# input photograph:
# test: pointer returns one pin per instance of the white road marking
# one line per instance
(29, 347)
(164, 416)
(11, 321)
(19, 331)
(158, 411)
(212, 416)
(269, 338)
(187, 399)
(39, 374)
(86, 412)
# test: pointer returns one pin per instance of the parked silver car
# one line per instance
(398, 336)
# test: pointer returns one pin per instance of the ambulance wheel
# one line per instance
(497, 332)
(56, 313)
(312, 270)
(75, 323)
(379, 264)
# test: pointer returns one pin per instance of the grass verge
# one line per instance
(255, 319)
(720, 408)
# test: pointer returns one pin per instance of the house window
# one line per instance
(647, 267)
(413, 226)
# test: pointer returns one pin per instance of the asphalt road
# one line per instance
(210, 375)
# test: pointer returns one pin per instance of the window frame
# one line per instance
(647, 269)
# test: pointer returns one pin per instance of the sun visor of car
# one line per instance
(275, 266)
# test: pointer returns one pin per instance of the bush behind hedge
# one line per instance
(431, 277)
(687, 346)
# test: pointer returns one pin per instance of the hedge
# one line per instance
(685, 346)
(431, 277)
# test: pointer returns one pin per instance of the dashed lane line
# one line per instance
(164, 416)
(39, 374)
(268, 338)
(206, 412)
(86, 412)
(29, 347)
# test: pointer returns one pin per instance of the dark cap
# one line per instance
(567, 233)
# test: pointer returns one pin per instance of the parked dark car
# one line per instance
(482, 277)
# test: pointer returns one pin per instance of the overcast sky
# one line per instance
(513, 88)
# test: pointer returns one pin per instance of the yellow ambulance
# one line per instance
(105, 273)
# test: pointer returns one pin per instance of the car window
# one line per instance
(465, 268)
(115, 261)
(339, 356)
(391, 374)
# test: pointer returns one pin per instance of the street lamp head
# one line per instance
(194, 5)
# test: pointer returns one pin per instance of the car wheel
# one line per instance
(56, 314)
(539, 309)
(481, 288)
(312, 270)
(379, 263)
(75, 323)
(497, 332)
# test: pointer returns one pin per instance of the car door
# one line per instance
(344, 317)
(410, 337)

_Directions_: Scan the records for the string "wheel". Copy each line in which it appears.

_Exercise solution_:
# test: pointer returns one pin per instance of the ambulance wheel
# test: pointer returns one pin per instance of the car wheel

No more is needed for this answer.